_Objective_:
Recast every line of the listing below as a two-column Markdown table headed "No." and "Line," with each row holding a row number and the line. Leave out blank lines.

Recorded data:

(begin)

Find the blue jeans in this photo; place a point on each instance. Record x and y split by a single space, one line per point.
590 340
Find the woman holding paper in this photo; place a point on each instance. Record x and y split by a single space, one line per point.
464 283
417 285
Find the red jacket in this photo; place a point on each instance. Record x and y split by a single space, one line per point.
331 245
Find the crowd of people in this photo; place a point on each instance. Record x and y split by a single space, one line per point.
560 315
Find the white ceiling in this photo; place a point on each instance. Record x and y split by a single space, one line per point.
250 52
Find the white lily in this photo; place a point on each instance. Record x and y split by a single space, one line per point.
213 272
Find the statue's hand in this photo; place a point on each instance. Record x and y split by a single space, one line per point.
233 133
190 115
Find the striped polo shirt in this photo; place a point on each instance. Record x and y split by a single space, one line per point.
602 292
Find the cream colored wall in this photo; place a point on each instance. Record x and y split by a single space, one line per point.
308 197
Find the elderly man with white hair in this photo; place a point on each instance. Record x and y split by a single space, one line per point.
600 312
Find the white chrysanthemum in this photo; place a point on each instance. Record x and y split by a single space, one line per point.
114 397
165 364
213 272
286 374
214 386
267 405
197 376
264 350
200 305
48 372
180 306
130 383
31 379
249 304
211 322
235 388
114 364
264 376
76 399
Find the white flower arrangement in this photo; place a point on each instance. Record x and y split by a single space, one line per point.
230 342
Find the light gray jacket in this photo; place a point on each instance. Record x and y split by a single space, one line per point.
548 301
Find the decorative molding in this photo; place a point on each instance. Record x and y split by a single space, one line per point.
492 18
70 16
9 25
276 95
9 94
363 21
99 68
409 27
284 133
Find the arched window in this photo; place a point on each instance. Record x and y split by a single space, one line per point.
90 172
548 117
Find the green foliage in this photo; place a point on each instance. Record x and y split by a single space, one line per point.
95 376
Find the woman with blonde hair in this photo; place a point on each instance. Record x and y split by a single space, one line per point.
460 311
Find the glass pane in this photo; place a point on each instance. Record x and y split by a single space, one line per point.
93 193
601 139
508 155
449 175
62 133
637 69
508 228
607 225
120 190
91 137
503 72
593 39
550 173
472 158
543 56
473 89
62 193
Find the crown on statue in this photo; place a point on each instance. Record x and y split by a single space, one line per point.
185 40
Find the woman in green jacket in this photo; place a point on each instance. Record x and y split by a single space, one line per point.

(end)

_Solution_:
| No. | Line |
|---|---|
| 1 | Find the blue jeans in this photo; place a point on each instance. Record x and y split by a single space, one line per point. |
| 2 | 590 340 |
| 3 | Find the woman holding paper in this photo; place a point on each instance. Record x and y split by a single space, one line per point. |
| 4 | 464 283 |
| 5 | 417 285 |
| 6 | Find the red jacket in this photo; place a point on each instance. Record x and y split by a single space, one line per point. |
| 7 | 331 245 |
| 8 | Find the crowd of people in this photo; place a point on each instance. Record x and y split by a single space, one line per point. |
| 9 | 560 315 |
| 10 | Find the white ceiling in this photo; place a point on each instance. Record x and y split by a single space, one line per point. |
| 11 | 250 52 |
| 12 | Find the white lily in this photo; place a point on each instance. Record x and y split by a single space, one line per point. |
| 13 | 213 272 |
| 14 | Find the statue's hand in this photo; place a point on each instance. Record x and y split by a single space, one line per point. |
| 15 | 233 133 |
| 16 | 190 115 |
| 17 | Find the striped polo shirt in this photo; place a point on each instance. Record x and y split by a single space, one line per point. |
| 18 | 602 292 |
| 19 | Find the cream colored wall in this photo; place a point on each instance. Record x and y split by a single space, one line per point. |
| 20 | 308 197 |
| 21 | Find the elderly man with white hair in this photo; place a point on each instance. Record x and y split by a single space, one line per point. |
| 22 | 600 312 |
| 23 | Find the white chrysanthemum in this photo; place a point on each instance. Record x and y split by a single space, one line per point. |
| 24 | 114 397 |
| 25 | 165 364 |
| 26 | 213 272 |
| 27 | 286 374 |
| 28 | 214 386 |
| 29 | 267 405 |
| 30 | 197 376 |
| 31 | 264 350 |
| 32 | 200 305 |
| 33 | 48 372 |
| 34 | 180 306 |
| 35 | 130 383 |
| 36 | 31 379 |
| 37 | 249 304 |
| 38 | 211 322 |
| 39 | 235 388 |
| 40 | 114 364 |
| 41 | 264 376 |
| 42 | 76 399 |
| 43 | Find the white flower arrangement in this photo; place a point on each instance. Record x and y split by a single space, one line per point. |
| 44 | 230 342 |
| 45 | Find the light gray jacket in this photo; place a point on each instance. Record x and y split by a single space, one line per point. |
| 46 | 548 301 |
| 47 | Find the decorative molding in this photo; place a point on each instance. Record x and y split by a single space, one line per point. |
| 48 | 492 18 |
| 49 | 70 16 |
| 50 | 9 25 |
| 51 | 276 95 |
| 52 | 9 94 |
| 53 | 363 21 |
| 54 | 99 68 |
| 55 | 409 27 |
| 56 | 284 133 |
| 57 | Find the arched window in this photo; place a point on each instance. Record x and y split by a single space, one line per point. |
| 58 | 90 172 |
| 59 | 548 117 |
| 60 | Find the green foliage in this photo; place a point on each instance. Record x and y split by a single space, one line per point. |
| 61 | 95 376 |
| 62 | Find the woman with blonde hair in this photo; place a point on each instance. Record x and y split by a single space, one line per point. |
| 63 | 460 311 |
| 64 | Find the glass pane in this photo; place a point on each instance. Record x and y split by a single space, one line per point. |
| 65 | 93 193 |
| 66 | 601 139 |
| 67 | 508 155 |
| 68 | 449 175 |
| 69 | 62 133 |
| 70 | 637 69 |
| 71 | 508 228 |
| 72 | 607 225 |
| 73 | 120 190 |
| 74 | 91 137 |
| 75 | 503 72 |
| 76 | 593 39 |
| 77 | 550 173 |
| 78 | 472 158 |
| 79 | 543 56 |
| 80 | 473 89 |
| 81 | 62 193 |
| 82 | Find the crown on statue in this photo; place a point on each instance. Record x and y split by a single space, one line per point. |
| 83 | 185 40 |
| 84 | Find the woman in green jacket in this photo; place a point on each instance. Record x and y split by a single space, one line per point. |